The Vendome, in Platt National Park
(21295.8, Oklahoma Historical Society Photograph Collection, OHS).

A waterfall in Chickasaw National Recreation Area
(18827.632, Albertype Collection, OHS).

Chickasaw National Recreation Area
(23389.369.56, Jim Argo Collection, OHS).

CHICKASAW NATIONAL RECREATION AREA.

Water, whether mineral or fresh, in springs, streams, or lakes, has always attracted people to the present Chickasaw National Recreation Area, located south of Sulphur in Murray County. According to local tradition, ancient Native peoples called this place "the peaceful valley of rippling waters." They believed in the healing power of the strong-smelling mineral water, as did the later Caddos, Comanches, and Wichitas.

Because of the mineral water's popularity, the community of Sulphur Springs grew around the area's more than thirty springs. Developers proposed building a resort town that would rival Hot Springs in Arkansas. The Chickasaw and Choctaw, fearing they would lose access to the healing waters, appealed to federal authorities. When the U.S. government purchased 640 acres from the Chickasaw and Choctaw people, creating Sulphur Springs Reservation in 1902, the town of Sulphur Springs briefly relocated south of the park. Surveyors declared that the new town location would pollute the reservation's water, and the park was expanded to 858 acres, forcing the town to move again. In 1906 Congress designated the area as Platt National Park, named after Connecticut Sen. Orville H. Platt. Joseph F. Swords served as the first superintendent.

From 1906 until the early 1930s, due to sporadic funding for the park, physical improvements occurred only intermittently, whenever the staff or concerned local citizens could raise the money or manpower. Some accomplishments included swimming pools, bridges, fencing, cisterns, and the introduction of animals, including deer, bison, and elk. Only the bison remain.

- _DATA SHOWN_:
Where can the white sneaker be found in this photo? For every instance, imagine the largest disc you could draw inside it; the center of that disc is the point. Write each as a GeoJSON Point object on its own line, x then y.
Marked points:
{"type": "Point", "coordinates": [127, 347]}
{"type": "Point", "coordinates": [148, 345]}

- _WORK TO COMPLETE_: In the Chickasaw National Recreation Area text, begin at the words "The Vendome, in" and stop after "NATIONAL RECREATION AREA.", writing that part out again with "Oklahoma Historical Society" swapped in for each "OHS".

- _ANSWER TO THE TASK_:
The Vendome, in Platt National Park
(21295.8, Oklahoma Historical Society Photograph Collection, Oklahoma Historical Society).

A waterfall in Chickasaw National Recreation Area
(18827.632, Albertype Collection, Oklahoma Historical Society).

Chickasaw National Recreation Area
(23389.369.56, Jim Argo Collection, Oklahoma Historical Society).

CHICKASAW NATIONAL RECREATION AREA.